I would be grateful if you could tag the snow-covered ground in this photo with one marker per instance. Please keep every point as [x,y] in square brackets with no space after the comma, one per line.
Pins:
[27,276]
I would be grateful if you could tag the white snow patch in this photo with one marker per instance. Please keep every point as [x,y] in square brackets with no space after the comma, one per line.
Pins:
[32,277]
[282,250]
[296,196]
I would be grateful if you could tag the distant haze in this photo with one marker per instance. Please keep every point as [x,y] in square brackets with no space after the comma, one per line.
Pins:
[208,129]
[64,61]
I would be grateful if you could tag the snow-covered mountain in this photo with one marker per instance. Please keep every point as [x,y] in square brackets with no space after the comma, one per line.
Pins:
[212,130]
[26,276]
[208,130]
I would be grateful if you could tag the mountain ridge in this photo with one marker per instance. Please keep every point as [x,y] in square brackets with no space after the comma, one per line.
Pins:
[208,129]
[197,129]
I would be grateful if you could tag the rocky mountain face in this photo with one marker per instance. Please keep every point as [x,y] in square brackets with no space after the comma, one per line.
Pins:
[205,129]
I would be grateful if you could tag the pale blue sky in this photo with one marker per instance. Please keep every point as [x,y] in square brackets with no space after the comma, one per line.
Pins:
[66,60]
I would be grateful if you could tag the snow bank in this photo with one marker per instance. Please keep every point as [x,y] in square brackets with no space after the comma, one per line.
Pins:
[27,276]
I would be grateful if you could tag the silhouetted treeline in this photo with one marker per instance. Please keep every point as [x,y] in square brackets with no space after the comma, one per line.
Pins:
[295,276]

---

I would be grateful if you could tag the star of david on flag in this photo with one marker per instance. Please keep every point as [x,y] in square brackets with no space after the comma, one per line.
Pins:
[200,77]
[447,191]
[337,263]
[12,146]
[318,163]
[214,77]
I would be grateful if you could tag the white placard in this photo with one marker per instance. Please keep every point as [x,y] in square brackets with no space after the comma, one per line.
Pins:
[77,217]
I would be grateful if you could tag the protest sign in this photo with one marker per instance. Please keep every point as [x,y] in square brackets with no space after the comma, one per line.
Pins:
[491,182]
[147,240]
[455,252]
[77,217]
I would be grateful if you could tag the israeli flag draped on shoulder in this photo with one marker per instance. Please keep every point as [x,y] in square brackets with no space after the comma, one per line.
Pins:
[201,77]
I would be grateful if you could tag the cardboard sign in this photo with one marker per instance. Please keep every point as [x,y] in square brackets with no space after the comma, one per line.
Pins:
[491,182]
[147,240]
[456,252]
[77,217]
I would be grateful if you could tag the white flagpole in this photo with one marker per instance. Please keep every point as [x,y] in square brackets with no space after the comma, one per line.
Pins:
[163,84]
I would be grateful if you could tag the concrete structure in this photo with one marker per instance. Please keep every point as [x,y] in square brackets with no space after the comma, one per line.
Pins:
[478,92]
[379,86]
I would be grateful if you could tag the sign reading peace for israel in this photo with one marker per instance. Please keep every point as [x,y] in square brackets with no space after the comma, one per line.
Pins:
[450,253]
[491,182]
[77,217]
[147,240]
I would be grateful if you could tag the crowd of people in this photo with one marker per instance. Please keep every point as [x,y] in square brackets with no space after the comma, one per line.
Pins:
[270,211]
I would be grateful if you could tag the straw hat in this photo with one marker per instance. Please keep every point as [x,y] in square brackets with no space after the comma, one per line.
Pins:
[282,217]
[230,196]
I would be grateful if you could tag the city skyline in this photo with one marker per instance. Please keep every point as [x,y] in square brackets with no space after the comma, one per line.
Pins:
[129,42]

**Instruction**:
Count how many of the lines above contain the word "sign", matching case exactly, and reply with only that number.

**Result of this exercise**:
3